-- START OF DATA FOR THIS EXERCISE --

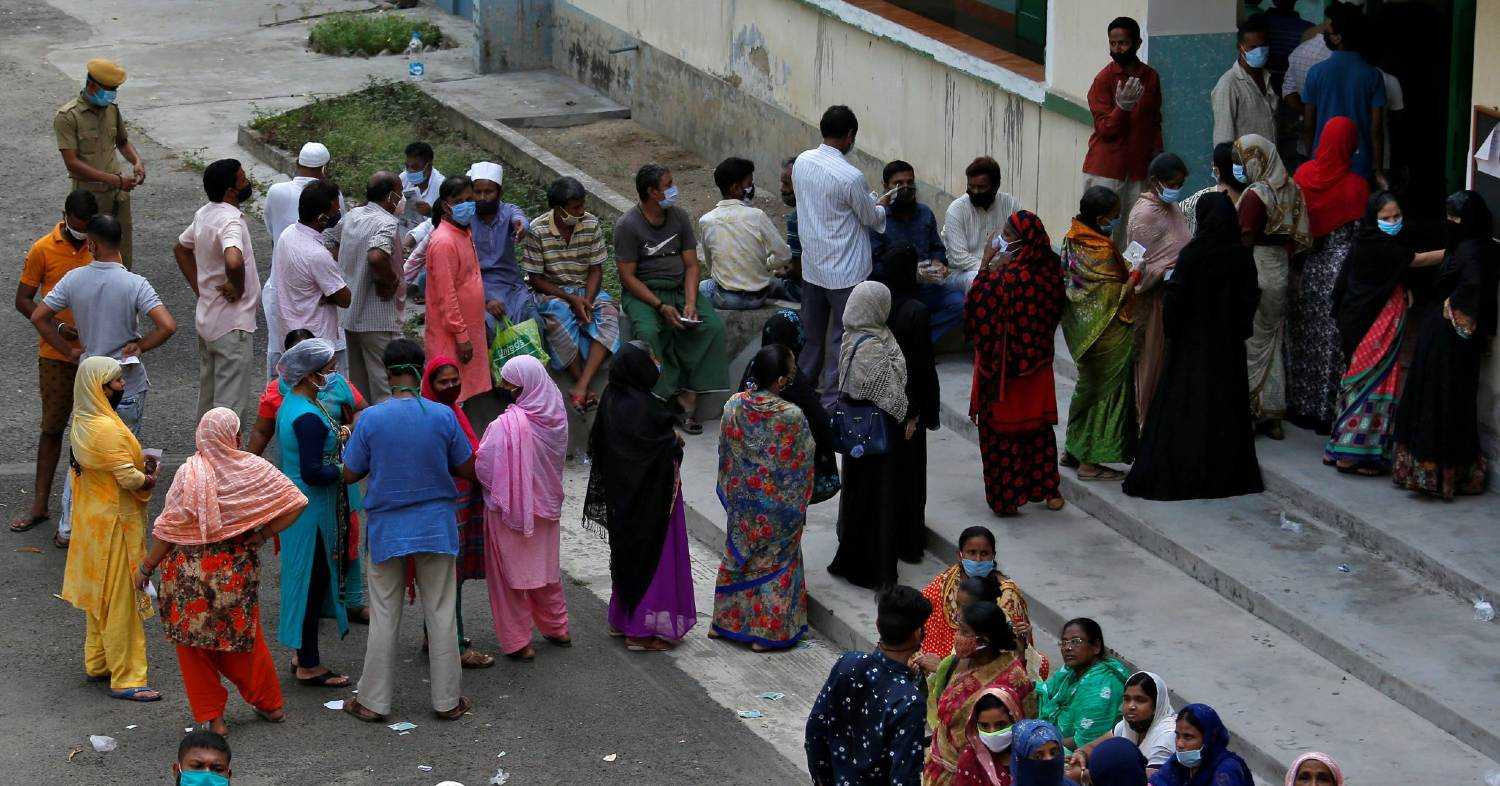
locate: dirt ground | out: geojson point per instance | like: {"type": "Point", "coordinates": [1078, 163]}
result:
{"type": "Point", "coordinates": [612, 150]}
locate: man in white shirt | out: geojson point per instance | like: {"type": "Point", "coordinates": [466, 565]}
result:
{"type": "Point", "coordinates": [312, 288]}
{"type": "Point", "coordinates": [740, 243]}
{"type": "Point", "coordinates": [834, 210]}
{"type": "Point", "coordinates": [281, 212]}
{"type": "Point", "coordinates": [218, 260]}
{"type": "Point", "coordinates": [972, 221]}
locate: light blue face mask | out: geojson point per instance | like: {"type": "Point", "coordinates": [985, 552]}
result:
{"type": "Point", "coordinates": [462, 212]}
{"type": "Point", "coordinates": [978, 569]}
{"type": "Point", "coordinates": [201, 777]}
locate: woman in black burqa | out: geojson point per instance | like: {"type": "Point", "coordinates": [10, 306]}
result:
{"type": "Point", "coordinates": [1199, 441]}
{"type": "Point", "coordinates": [636, 503]}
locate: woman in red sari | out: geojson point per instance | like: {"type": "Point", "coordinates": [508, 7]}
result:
{"type": "Point", "coordinates": [1011, 315]}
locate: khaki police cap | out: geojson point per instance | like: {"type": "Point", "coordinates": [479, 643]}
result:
{"type": "Point", "coordinates": [105, 72]}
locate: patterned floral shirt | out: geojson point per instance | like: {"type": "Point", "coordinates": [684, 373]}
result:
{"type": "Point", "coordinates": [210, 594]}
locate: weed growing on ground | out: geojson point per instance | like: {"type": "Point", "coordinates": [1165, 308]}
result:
{"type": "Point", "coordinates": [371, 33]}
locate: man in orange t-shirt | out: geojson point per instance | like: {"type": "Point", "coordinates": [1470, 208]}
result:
{"type": "Point", "coordinates": [51, 257]}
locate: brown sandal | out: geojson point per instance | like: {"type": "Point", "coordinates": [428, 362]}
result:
{"type": "Point", "coordinates": [458, 711]}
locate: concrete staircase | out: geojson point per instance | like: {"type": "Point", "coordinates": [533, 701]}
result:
{"type": "Point", "coordinates": [1383, 666]}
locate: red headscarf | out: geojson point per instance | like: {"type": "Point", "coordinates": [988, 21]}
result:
{"type": "Point", "coordinates": [1335, 195]}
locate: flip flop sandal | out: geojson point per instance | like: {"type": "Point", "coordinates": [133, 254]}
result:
{"type": "Point", "coordinates": [23, 525]}
{"type": "Point", "coordinates": [134, 695]}
{"type": "Point", "coordinates": [323, 680]}
{"type": "Point", "coordinates": [458, 711]}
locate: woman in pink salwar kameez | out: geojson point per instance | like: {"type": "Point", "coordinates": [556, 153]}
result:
{"type": "Point", "coordinates": [521, 467]}
{"type": "Point", "coordinates": [455, 288]}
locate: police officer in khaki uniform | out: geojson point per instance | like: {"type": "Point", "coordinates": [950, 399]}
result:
{"type": "Point", "coordinates": [89, 131]}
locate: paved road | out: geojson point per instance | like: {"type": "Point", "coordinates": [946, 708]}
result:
{"type": "Point", "coordinates": [554, 719]}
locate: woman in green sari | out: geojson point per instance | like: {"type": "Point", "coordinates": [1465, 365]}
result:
{"type": "Point", "coordinates": [1097, 324]}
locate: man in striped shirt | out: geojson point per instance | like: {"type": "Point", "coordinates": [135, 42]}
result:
{"type": "Point", "coordinates": [563, 257]}
{"type": "Point", "coordinates": [834, 213]}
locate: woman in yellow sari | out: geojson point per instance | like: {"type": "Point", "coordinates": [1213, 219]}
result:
{"type": "Point", "coordinates": [986, 654]}
{"type": "Point", "coordinates": [111, 483]}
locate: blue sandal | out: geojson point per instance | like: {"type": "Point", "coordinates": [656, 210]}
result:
{"type": "Point", "coordinates": [134, 695]}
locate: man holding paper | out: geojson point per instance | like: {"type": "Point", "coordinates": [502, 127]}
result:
{"type": "Point", "coordinates": [107, 302]}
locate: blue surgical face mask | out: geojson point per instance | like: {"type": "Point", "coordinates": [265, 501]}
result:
{"type": "Point", "coordinates": [201, 777]}
{"type": "Point", "coordinates": [978, 569]}
{"type": "Point", "coordinates": [462, 212]}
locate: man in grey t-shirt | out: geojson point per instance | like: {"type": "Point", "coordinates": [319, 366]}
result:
{"type": "Point", "coordinates": [657, 255]}
{"type": "Point", "coordinates": [107, 302]}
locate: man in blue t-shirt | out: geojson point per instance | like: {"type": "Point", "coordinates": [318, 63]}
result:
{"type": "Point", "coordinates": [410, 449]}
{"type": "Point", "coordinates": [1346, 84]}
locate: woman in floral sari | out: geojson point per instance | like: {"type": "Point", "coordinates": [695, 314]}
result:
{"type": "Point", "coordinates": [1011, 315]}
{"type": "Point", "coordinates": [765, 479]}
{"type": "Point", "coordinates": [986, 654]}
{"type": "Point", "coordinates": [1097, 324]}
{"type": "Point", "coordinates": [222, 506]}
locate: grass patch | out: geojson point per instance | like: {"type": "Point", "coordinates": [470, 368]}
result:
{"type": "Point", "coordinates": [372, 33]}
{"type": "Point", "coordinates": [368, 131]}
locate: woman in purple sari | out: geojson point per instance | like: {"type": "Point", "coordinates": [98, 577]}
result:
{"type": "Point", "coordinates": [636, 503]}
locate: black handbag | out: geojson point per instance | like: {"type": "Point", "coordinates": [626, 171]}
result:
{"type": "Point", "coordinates": [860, 428]}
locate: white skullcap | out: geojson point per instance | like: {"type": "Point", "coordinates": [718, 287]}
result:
{"type": "Point", "coordinates": [314, 155]}
{"type": "Point", "coordinates": [486, 170]}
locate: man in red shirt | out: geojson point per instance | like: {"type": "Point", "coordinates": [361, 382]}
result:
{"type": "Point", "coordinates": [1125, 101]}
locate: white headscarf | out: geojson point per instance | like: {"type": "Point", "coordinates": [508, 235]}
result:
{"type": "Point", "coordinates": [878, 372]}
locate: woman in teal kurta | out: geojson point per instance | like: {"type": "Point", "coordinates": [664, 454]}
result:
{"type": "Point", "coordinates": [311, 579]}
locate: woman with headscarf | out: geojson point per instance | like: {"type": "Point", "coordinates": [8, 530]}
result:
{"type": "Point", "coordinates": [1011, 315]}
{"type": "Point", "coordinates": [1199, 441]}
{"type": "Point", "coordinates": [455, 324]}
{"type": "Point", "coordinates": [443, 383]}
{"type": "Point", "coordinates": [1335, 197]}
{"type": "Point", "coordinates": [221, 507]}
{"type": "Point", "coordinates": [111, 485]}
{"type": "Point", "coordinates": [1370, 309]}
{"type": "Point", "coordinates": [765, 479]}
{"type": "Point", "coordinates": [314, 549]}
{"type": "Point", "coordinates": [873, 369]}
{"type": "Point", "coordinates": [1037, 755]}
{"type": "Point", "coordinates": [635, 501]}
{"type": "Point", "coordinates": [1314, 770]}
{"type": "Point", "coordinates": [1437, 422]}
{"type": "Point", "coordinates": [519, 464]}
{"type": "Point", "coordinates": [785, 329]}
{"type": "Point", "coordinates": [1203, 756]}
{"type": "Point", "coordinates": [992, 725]}
{"type": "Point", "coordinates": [1274, 224]}
{"type": "Point", "coordinates": [1097, 324]}
{"type": "Point", "coordinates": [986, 654]}
{"type": "Point", "coordinates": [1161, 230]}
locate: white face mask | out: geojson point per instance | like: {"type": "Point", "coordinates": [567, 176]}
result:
{"type": "Point", "coordinates": [996, 741]}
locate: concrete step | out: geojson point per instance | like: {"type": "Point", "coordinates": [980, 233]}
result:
{"type": "Point", "coordinates": [1277, 695]}
{"type": "Point", "coordinates": [1377, 621]}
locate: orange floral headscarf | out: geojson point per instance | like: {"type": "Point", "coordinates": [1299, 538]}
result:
{"type": "Point", "coordinates": [221, 491]}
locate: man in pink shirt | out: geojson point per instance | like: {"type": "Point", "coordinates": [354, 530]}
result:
{"type": "Point", "coordinates": [309, 284]}
{"type": "Point", "coordinates": [218, 261]}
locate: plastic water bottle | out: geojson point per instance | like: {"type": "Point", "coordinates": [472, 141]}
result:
{"type": "Point", "coordinates": [416, 69]}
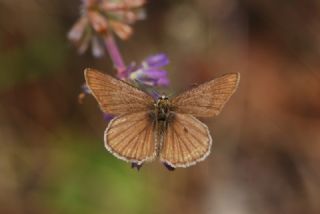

-- END OF DATA FOR THIS EXERCISE --

- [DESCRIPTION OF THE TASK] Count the lines in the records above that contain the string "ground", treating case as significant, and give only that number.

- [OUTPUT FOR THIS EXERCISE] 2